Problems to solve>
1/ In the account of Kelley's deception, where did Memmott's trace of the caller's phone number lead?
2/ Continue the account of Kelley's deception at USA Today, starting after its last sentence.

Study text>
The editors found later that this second translator was an imposter hired by Kelley to tell them the answers he had tutored her to give. The editors failed to get in touch with the translator in Yugoslavia on the numbers Kelley gave. When the pressure increased, Kelley told Memmott that he had succeeded in passing a message to Jacamovich and that she was in the USA on business and would talk to him (Memmott) soon. On October 1 and 2, a woman called Memmott identifying herself as Jacamovich. However, she gave information on certain points even before they were raised and used phrases that Kelley used in his conversation with the editors. She also told them that she would be in Belgrade next week.  

This woman did not give any contact number and when Memmott traced back the phone number it turned out to be a Houston number. Finally, Memmott went to Belgrade and tried to meet persons whose telephone numbers Kelley had given him. Those persons Memmott met told him that they had never heard of Jacamovich. Memmott returned to the USA on October 17 and to his consternation found that the woman who had called him from Houston was not who she claimed to be. Kelley later told Gallagher and Memmott that he had to invent the imposter because he was under pressure to explain his actions. In the end Kelley resigned only after he was asked to resign or face dismissal. USA Today’s accounts of Kelley’s deception do not mention when this fraud was detected except saying that an insider alerted the paper to the discrepancies in his stories. The newspaper had to disclose the entire story because other newspapers began discussing Kelley and his exit from Today.

Recorded data>
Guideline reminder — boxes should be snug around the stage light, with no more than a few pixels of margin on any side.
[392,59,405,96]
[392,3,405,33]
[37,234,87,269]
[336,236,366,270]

Task-by-task answers>
1/ It turned out to be a Houston number.

2/
The Duranty story is from the Times stable and is as ancient as 1932 but became news because only three months ago the Pulitzer Prize board had decided not to revoke a prize it had awarded Duranty for his Moscow reporting despite nationwide protest by Ukrainian immigrants in America who were observing the 70th anniversary of the death of millions of Ukrainians due to starvation in Stalinist Russia. On the Times refusal to disown Duranty, National Review Online columnist Andrew Stuttaford said, "The 1932 Pulitzer, the prize about which The New York Times was so proud for so long, was won by a liar and a fraud, won by a journalist for whom genocide was not news that was fit to print, won by a journalist who by his silence made his newspaper an accomplice to mass murder. 

Here are some of Duranty’s lies listed by Arnold Beichman in the Weekly Standard: 

"There is no famine or actual starvation, nor is there likely to be."  (Page 1, NYT, Nov. 15, 1931). 

"Any report of a famine in Russia is today an exaggeration or malignant propaganda." (NYT, Aug.23, 1933). 

"There is no actual starvation or deaths from starvation but there is widespread mortality from diseases due to malnutrition." (Page 13, NYT, Mar.31, 1933). 

"Enemies and foreign critics can say what they please. Weaklings and despondents at home may groan under the burden, but the youth and the strength of the Russian people is essentially at one with the Kremlin’s program, believes it worthwhile and supports it, however hard be the sledding."  (Page 6, NYT, Dec.9, 1932).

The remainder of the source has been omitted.